## [Required action]
The expected output is the data itself, duplicated in full.

Stored items:
+ + + + + + +

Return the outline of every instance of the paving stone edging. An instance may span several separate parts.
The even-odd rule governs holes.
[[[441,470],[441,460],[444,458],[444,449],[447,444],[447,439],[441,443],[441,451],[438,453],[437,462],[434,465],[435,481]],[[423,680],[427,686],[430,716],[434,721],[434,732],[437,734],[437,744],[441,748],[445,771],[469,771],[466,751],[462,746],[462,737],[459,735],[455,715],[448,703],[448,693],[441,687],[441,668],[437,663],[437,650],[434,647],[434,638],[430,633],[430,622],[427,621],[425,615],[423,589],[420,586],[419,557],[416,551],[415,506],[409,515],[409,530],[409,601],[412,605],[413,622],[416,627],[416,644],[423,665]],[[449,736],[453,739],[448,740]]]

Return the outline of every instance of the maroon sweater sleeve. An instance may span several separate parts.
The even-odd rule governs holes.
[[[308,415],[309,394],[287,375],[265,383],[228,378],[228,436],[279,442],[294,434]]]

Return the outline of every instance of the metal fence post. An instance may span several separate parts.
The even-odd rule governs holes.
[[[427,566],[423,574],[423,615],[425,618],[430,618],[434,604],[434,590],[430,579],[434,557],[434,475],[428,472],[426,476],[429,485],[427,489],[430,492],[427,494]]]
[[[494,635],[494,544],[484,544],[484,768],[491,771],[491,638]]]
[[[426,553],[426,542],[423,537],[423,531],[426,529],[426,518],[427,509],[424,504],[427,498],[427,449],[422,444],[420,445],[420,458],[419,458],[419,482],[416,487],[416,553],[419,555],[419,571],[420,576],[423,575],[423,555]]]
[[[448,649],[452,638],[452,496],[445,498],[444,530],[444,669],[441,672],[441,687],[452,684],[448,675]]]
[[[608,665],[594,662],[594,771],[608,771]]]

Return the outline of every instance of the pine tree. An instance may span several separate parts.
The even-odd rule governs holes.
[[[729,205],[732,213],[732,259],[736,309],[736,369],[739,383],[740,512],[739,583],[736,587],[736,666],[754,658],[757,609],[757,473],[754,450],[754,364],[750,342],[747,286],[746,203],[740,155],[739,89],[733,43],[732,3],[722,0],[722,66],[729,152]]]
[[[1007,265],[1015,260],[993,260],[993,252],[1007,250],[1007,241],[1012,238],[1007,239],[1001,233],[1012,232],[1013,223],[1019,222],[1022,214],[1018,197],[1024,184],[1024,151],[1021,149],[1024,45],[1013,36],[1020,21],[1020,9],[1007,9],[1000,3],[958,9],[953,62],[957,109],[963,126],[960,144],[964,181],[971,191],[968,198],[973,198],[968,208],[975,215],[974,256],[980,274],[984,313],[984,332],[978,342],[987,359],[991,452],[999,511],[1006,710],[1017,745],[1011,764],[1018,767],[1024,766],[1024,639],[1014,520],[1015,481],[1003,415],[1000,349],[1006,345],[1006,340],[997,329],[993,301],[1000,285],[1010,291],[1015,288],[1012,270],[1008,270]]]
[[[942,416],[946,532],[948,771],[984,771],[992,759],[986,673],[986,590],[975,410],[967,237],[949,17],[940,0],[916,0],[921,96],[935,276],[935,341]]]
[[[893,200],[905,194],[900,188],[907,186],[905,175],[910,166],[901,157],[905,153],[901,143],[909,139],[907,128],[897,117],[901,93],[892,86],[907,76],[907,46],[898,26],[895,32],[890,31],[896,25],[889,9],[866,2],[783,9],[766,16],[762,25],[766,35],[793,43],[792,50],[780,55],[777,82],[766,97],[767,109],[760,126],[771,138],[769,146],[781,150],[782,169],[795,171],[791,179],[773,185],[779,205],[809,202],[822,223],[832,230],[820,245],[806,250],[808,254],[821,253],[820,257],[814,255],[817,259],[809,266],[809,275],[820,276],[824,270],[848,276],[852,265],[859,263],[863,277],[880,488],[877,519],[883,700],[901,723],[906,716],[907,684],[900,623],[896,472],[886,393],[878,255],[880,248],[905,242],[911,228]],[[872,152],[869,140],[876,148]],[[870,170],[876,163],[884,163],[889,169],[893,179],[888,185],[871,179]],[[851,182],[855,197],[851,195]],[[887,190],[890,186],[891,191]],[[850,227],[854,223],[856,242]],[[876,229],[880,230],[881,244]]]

+ + + + + + +

## [Your response]
Return the outline of every instance of the paving stone edging. An instance may span several separate parts.
The even-odd rule governs holes.
[[[441,470],[441,460],[444,458],[444,449],[447,444],[447,439],[441,443],[441,451],[438,453],[437,462],[434,465],[435,481]],[[423,680],[427,686],[430,716],[434,721],[434,732],[437,734],[437,744],[441,748],[445,771],[469,771],[466,751],[462,746],[462,737],[459,735],[455,715],[448,703],[448,693],[441,687],[441,668],[437,663],[437,650],[434,647],[434,638],[430,633],[430,622],[427,621],[425,615],[423,589],[420,586],[419,557],[416,551],[415,506],[409,515],[409,530],[409,601],[412,605],[413,622],[416,627],[416,644],[423,665]],[[449,736],[453,739],[448,740]]]

Return the outline of every instance of the maroon sweater sleeve. An instance may span several separate parts.
The even-odd rule governs holes.
[[[308,415],[309,394],[287,375],[265,383],[228,378],[228,436],[279,442],[294,434]]]

Return the outline of every instance of the metal fence post. An instance may span several separate parts.
The even-odd rule governs holes.
[[[427,566],[423,574],[423,615],[425,618],[430,618],[434,604],[434,590],[430,579],[434,557],[434,475],[428,472],[426,476],[429,485],[427,489],[430,492],[427,494]]]
[[[494,635],[494,544],[484,544],[484,768],[491,771],[491,638]]]
[[[426,553],[426,542],[423,537],[423,531],[426,529],[426,518],[427,509],[424,504],[427,498],[427,449],[422,444],[420,445],[420,458],[419,458],[419,482],[416,487],[416,553],[419,555],[419,571],[420,576],[423,575],[423,555]]]
[[[448,649],[452,638],[452,496],[445,498],[444,530],[444,669],[441,672],[441,687],[452,684],[448,675]]]
[[[608,665],[594,662],[594,771],[608,771]]]

Return the outline of every instance of the pine tree. An instance may span several separate parts.
The even-odd rule governs holes.
[[[729,205],[732,213],[732,259],[736,309],[736,369],[739,383],[740,512],[739,583],[736,587],[736,666],[754,658],[757,609],[757,473],[754,450],[754,364],[750,342],[747,286],[746,203],[740,155],[739,89],[733,43],[732,3],[722,0],[722,66],[729,152]]]
[[[1007,265],[1015,260],[993,260],[993,252],[1007,250],[1007,241],[1012,238],[1007,239],[1001,233],[1012,232],[1013,223],[1019,222],[1022,214],[1018,197],[1024,184],[1024,151],[1021,149],[1024,45],[1013,36],[1020,21],[1020,9],[1007,9],[1000,3],[958,9],[953,62],[957,109],[963,126],[960,144],[964,181],[971,191],[968,198],[973,198],[968,208],[975,215],[974,256],[980,274],[984,313],[984,332],[978,342],[987,359],[991,452],[999,511],[1006,710],[1017,745],[1011,764],[1018,767],[1024,766],[1024,639],[1014,520],[1015,481],[1003,415],[1000,349],[1006,345],[1006,340],[997,329],[993,301],[1000,285],[1010,291],[1015,288],[1012,270],[1008,270]]]
[[[942,416],[946,532],[948,771],[984,771],[992,759],[986,673],[986,590],[975,410],[967,237],[949,17],[940,0],[916,0],[921,96],[935,276],[935,341]]]
[[[893,200],[905,194],[900,188],[907,186],[905,175],[910,166],[901,157],[905,153],[901,143],[909,139],[907,128],[897,117],[901,93],[892,86],[907,76],[907,46],[898,26],[895,32],[890,31],[896,25],[889,9],[866,2],[783,9],[766,16],[762,25],[766,35],[793,43],[792,50],[780,55],[777,82],[766,97],[767,109],[760,126],[771,138],[769,146],[781,150],[782,169],[795,171],[791,179],[773,185],[779,205],[809,202],[822,223],[832,230],[820,245],[806,250],[808,254],[821,253],[820,257],[814,255],[817,259],[809,266],[809,275],[820,276],[824,270],[848,276],[852,265],[859,263],[863,277],[880,488],[877,519],[883,700],[901,723],[906,716],[907,684],[900,623],[896,472],[886,393],[878,255],[880,248],[905,242],[911,228]],[[872,152],[869,140],[876,148]],[[870,170],[876,163],[884,163],[889,169],[893,179],[888,185],[871,179]],[[851,182],[855,197],[851,195]],[[887,190],[890,186],[891,191]],[[850,227],[854,223],[856,242]],[[876,229],[880,230],[881,244]]]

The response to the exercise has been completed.